Task description: Report every line of the data where the string "vase" appears.

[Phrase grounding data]
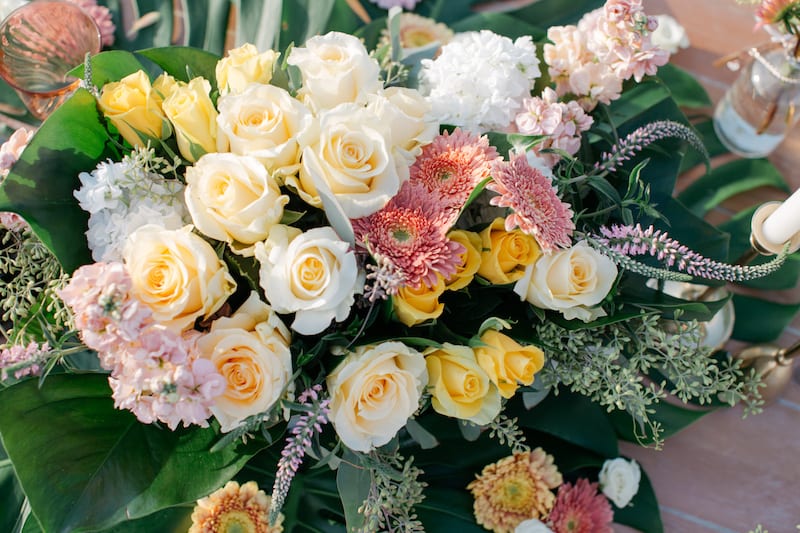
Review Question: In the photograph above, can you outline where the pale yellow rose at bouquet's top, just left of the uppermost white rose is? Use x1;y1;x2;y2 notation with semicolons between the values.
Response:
216;43;280;95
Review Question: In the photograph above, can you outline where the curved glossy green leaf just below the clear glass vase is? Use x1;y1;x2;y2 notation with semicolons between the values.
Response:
678;159;789;217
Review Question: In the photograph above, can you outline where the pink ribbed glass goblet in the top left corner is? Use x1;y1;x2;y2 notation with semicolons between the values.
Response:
0;0;101;120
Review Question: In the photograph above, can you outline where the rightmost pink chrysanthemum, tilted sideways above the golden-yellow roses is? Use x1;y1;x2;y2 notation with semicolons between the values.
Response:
486;155;575;252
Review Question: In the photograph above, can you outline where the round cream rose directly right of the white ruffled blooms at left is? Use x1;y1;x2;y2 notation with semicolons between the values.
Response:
185;153;289;256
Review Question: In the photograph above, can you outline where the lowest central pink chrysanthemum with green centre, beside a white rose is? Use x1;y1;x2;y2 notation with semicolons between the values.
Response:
353;203;464;287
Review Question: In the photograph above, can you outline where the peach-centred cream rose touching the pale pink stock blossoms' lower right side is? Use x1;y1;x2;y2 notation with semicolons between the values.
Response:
197;292;292;432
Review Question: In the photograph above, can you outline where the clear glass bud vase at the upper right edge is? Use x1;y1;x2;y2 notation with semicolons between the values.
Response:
714;44;800;158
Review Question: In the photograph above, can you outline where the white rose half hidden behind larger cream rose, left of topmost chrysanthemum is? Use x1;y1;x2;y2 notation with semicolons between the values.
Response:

Output:
Review Question: In the photograph above, can you outline where the curved glossy green leaf just below the clear glass vase is? Use x1;y1;x2;y2 notation with semicolons between the values.
Review Question: In the photograph above, can you outline where the clear glass bud vase at the upper right edge is? Use x1;y1;x2;y2 notation with semicolons between the values.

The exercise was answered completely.